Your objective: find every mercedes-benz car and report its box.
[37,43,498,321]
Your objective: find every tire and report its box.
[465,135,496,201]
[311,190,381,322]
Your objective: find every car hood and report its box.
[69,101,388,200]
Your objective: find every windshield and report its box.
====
§ **Descrizione esercizio**: Stampa di nuovo tutto il materiale qui sopra, riga per riga e senza alcuna modifica.

§ **Output completo**:
Your objective: find every mercedes-benz car and report its box.
[37,43,498,321]
Your objective: find every tire and report its box.
[465,135,496,201]
[311,190,381,322]
Your objective: find every car hood and report its box.
[69,101,388,200]
Your objective: find every windshield and report its box.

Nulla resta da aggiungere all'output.